Return the passage of the film review from "Teaming up with" up to and including "a high price.", copied word for word.
* begin Text shown *
On typically energetic form, Spike Lee’s latest restages a classic in his beloved New York, with thrillingly personal results.
★★★★☆
Spike is back. His last narrative feature, Da 5 Bloods, was an interesting Netflix release back in 2020. He has since found funding from Apple for Highest 2 Lowest: essentially, given the paucity of UK cinema showings, a straight-to-streaming remake of Akira Kurosawa’s minor-key masterpiece High and Low (1963). Lee’s talent is demonstrated in the sheer bravado it must have taken to tackle such a project.
Teaming up with Lee for the fifth time, Denzel Washington commands the screen as music producer David King. He is often filmed symbolically on the balcony of his penthouse; the cheeky title prefigures David’s progression down to street-level action. Having had chart success in the early 2000s, his Stackin’ Hits label is now in danger of a buyout, by a company happy to use all manner of technology—even, whisper it, AI—to engineer bland success. David must arrange personal and business dealings to gather a controlling interest, at a high price.
* end Text shown *
* begin Records *
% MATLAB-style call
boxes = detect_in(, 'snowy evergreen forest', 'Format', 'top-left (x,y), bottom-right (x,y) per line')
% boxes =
* end Records *
* begin Records *
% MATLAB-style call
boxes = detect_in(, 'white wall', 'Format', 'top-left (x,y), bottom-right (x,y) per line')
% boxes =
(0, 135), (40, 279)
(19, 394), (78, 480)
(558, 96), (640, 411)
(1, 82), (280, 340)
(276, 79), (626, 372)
* end Records *
* begin Records *
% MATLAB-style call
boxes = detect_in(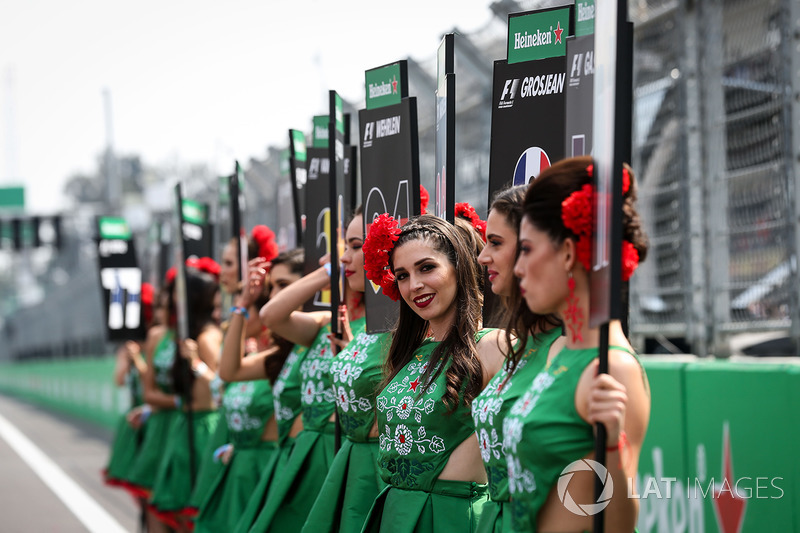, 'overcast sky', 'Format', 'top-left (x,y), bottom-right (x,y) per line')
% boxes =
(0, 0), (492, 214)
* end Records *
## Response to this exercise
Teaming up with Lee for the fifth time, Denzel Washington commands the screen as music producer David King. He is often filmed symbolically on the balcony of his penthouse; the cheeky title prefigures David’s progression down to street-level action. Having had chart success in the early 2000s, his Stackin’ Hits label is now in danger of a buyout, by a company happy to use all manner of technology—even, whisper it, AI—to engineer bland success. David must arrange personal and business dealings to gather a controlling interest, at a high price.